▸ FRAGMENTO DEL DOCUMENTO
+---+

Poco más de cien años han pasado desde el nacimiento de Leonard Bernstein, pianista, compositor, director de orquesta, divulgador. Figura adorada y controvertida que consiguió poner su batuta en territorios inexplorados y dejar una huella indeleble, cuestionada a veces, pero no tantas, como para desaparecer.

Leonard Bernstein. EP
photo_camera Leonard Bernstein. EP

UCRANIA A FINALES del siglo XIX no era territorio seguro para los judíos. Los pogromos de la Rusia zarista se sucedían y se intensificaban; las opciones de vida y libertad eran cada vez menores, por lo que la única escapatoria que suponía un atisbo de esperanza ante el horror diario era la emigración. Muchos se fueron a Palestina, otros muchos a Estados Unidos.

Samuel era un hombre emprendedor y no demasiado tarde se hizo un hueco en el mundo de los negocios. Se casó con Jennie, también ucraniana, cuya familia entraba asimismo en el modelo de la diáspora judía. Una primera huida por Europa donde no hallaría tranquilidad ni futuro, y un destino final: Norteamérica. El primer hijo de este matrimonio, que se parece a tantos de aquella época, llevaría por nombre Leonard Bernstein. A partir de aquí, cualquier semejanza con el resto deja de existir.

+---+

[Extracto del conjunto de datos]
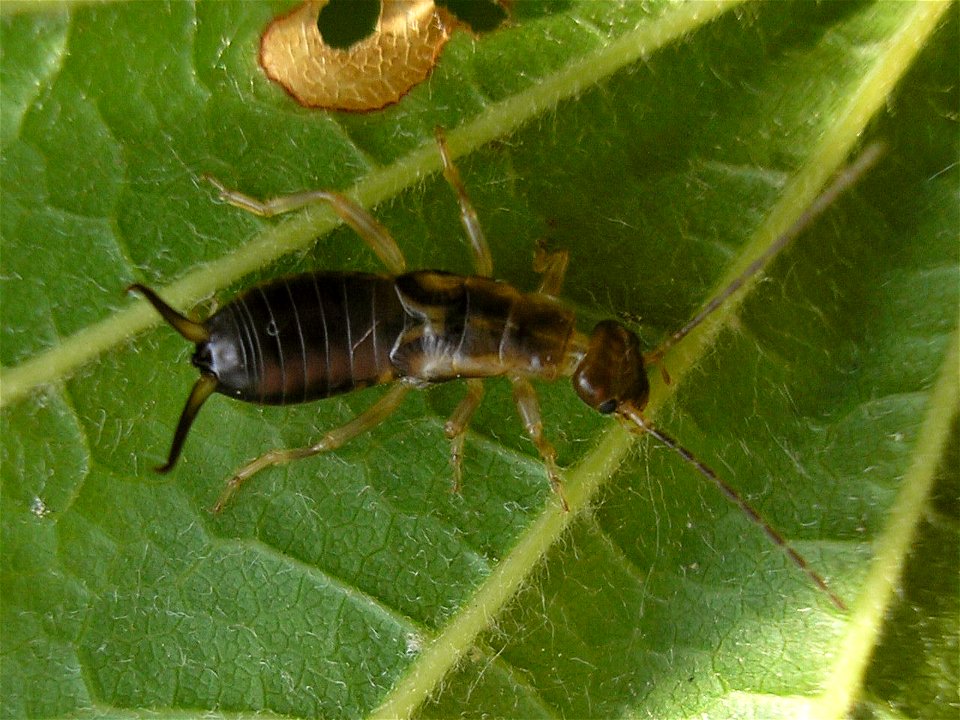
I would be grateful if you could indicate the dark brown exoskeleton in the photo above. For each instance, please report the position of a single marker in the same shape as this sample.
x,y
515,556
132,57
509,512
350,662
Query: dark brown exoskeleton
x,y
316,335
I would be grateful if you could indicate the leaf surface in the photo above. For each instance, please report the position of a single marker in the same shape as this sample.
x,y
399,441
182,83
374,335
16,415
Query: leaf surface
x,y
664,146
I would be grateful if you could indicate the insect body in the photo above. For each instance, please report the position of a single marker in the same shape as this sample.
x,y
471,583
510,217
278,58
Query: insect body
x,y
316,335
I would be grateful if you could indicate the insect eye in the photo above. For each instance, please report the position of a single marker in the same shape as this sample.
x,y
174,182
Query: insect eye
x,y
607,407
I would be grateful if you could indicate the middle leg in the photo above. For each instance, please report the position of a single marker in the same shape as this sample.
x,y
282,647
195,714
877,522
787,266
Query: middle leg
x,y
456,427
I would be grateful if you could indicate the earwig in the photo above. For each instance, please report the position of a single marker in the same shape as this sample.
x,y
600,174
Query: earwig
x,y
320,334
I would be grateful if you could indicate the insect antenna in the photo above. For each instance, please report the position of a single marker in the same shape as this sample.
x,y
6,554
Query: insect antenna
x,y
643,425
841,183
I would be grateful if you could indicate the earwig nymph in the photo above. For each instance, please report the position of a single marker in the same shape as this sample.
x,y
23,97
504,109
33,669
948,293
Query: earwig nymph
x,y
320,334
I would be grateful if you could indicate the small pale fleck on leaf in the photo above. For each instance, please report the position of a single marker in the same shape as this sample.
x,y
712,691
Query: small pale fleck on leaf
x,y
372,73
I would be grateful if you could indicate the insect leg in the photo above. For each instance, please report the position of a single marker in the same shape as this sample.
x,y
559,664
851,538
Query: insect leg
x,y
375,235
456,427
529,408
482,259
367,420
553,267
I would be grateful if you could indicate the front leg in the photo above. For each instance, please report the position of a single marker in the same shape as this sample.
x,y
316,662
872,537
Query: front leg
x,y
529,408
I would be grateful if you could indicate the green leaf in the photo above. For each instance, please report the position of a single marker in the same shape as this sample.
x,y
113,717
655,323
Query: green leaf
x,y
664,146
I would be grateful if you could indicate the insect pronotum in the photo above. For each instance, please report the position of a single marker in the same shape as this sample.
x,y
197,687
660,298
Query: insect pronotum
x,y
316,335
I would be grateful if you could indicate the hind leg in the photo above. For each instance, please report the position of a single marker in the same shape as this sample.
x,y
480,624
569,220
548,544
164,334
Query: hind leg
x,y
482,259
375,235
552,266
367,420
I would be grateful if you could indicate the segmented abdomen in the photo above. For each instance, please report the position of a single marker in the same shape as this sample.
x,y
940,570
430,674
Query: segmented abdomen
x,y
306,337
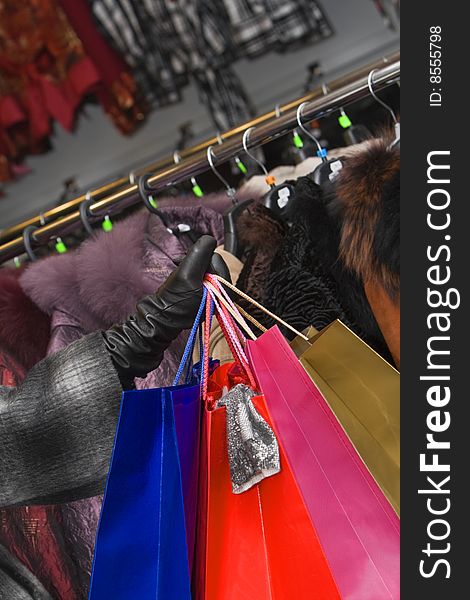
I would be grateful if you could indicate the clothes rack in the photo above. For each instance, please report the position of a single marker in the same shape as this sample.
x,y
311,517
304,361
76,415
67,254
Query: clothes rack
x,y
115,196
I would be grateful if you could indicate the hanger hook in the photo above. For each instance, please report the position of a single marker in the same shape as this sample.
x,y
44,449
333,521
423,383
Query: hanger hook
x,y
146,194
210,160
245,139
374,95
304,129
28,242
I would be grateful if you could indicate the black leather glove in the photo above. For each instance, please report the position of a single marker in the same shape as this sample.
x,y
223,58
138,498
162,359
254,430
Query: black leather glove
x,y
137,346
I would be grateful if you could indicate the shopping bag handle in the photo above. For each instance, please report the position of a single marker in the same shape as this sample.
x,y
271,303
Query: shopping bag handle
x,y
231,333
191,340
258,305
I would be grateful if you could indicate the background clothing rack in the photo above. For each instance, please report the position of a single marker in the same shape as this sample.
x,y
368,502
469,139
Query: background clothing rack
x,y
113,197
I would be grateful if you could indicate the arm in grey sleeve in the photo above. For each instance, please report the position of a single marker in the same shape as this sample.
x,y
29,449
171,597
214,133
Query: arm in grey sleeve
x,y
57,428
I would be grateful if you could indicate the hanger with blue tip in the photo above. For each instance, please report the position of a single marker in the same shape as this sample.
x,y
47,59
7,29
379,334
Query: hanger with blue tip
x,y
328,169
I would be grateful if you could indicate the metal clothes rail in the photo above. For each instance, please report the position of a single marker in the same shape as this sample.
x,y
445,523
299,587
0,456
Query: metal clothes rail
x,y
113,197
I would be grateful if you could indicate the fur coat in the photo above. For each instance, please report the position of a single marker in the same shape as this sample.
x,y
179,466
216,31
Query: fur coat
x,y
307,283
368,202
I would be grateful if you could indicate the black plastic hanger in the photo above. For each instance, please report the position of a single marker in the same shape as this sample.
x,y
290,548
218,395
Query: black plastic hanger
x,y
28,242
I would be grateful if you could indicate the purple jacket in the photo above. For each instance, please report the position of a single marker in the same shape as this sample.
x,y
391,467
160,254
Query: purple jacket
x,y
97,286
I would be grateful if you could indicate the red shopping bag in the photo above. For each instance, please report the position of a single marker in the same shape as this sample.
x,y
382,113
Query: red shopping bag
x,y
260,544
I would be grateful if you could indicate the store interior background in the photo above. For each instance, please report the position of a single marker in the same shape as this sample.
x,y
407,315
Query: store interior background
x,y
96,152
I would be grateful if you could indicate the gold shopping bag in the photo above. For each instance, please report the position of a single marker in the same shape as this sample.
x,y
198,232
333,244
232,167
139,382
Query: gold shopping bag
x,y
363,391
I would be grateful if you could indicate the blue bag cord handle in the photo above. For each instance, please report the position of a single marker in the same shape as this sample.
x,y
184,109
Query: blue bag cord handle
x,y
191,339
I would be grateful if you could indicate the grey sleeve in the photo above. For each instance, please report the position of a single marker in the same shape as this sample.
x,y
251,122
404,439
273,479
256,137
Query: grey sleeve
x,y
57,428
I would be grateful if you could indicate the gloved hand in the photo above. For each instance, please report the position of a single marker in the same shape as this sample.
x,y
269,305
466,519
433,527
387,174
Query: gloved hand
x,y
137,346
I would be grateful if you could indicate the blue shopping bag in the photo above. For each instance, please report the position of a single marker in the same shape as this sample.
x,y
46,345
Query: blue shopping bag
x,y
147,520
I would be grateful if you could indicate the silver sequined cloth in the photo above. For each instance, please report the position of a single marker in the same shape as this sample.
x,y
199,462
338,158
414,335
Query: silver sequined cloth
x,y
253,450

+---+

▸ CONSIGNA 1
Traduce al inglés esta oración del texto sobre Leonard Bernstein: "Muchos se fueron a Palestina, otros muchos a Estados Unidos."
▸ CONSIGNA 2
Imprime, tal cual aparece, el pasaje del texto sobre Leonard Bernstein que se abre con las palabras que contienen "Poco más de" y se cierra con "como para desaparecer.".
▸ CONSIGNA 3
Escribe lo que sigue al texto sobre Leonard Bernstein, a partir de su última oración.
El material no tiene ningún papel aquí.

▸ RESULTADO 1
Many went to Palestine, and many others to the United States.

▸ RESULTADO 2
Poco más de cien años han pasado desde el nacimiento de Leonard Bernstein, pianista, compositor, director de orquesta, divulgador. Figura adorada y controvertida que consiguió poner su batuta en territorios inexplorados y dejar una huella indeleble, cuestionada a veces, pero no tantas, como para desaparecer.

▸ RESULTADO 3
Era 1918. En Europa se ponía fin a la I Guerra Mundial y en Estados Unidos se abría una etapa próspera. Samuel y su familia vivían de forma acomodada y el crecimiento del niño Bernstein se desarrollaba con normalidad. Desde pequeño acude a la escuela hebrea y recibe clases de piano de maestras que muy pronto se vieron superadas por un talento fuera de lo común. Bernstein respira, desde los ocho años, religión y música; ambos mundos se van convirtiendo, con una rapidez vertiginosa, en componentes inseparables de su propia piel. Cualquier intento de arrebatárselos significaría un desgarro fatal. Nadie se atrevió nunca a hacerlo.

Aunque a su padre no le entusiasmaba el camino que su primogénito había elegido, sufragó los gastos de sus estudios musicales. Aquel Samuel hijo de su tiempo navegó durante toda su vida entre las aguas del orgullo y las del deber, encontrando difícil acomodo. Leonard, por su parte, vivió junto a su hermana y hermano, las consecuencias de un matrimonio infeliz que duraría veinte años hasta la muerte del progenitor. De la infancia y adolescencia le quedan a Bernstein instrucciones de cómo mantener el equilibrio cuando el propio ser está en permanente contradicción. Equilibrio tambaleante y voraz, que futuras sesiones de psicoterapia intentarían aplacar, mitigar, dar, algún día, como resueltas. Sin conseguirlo.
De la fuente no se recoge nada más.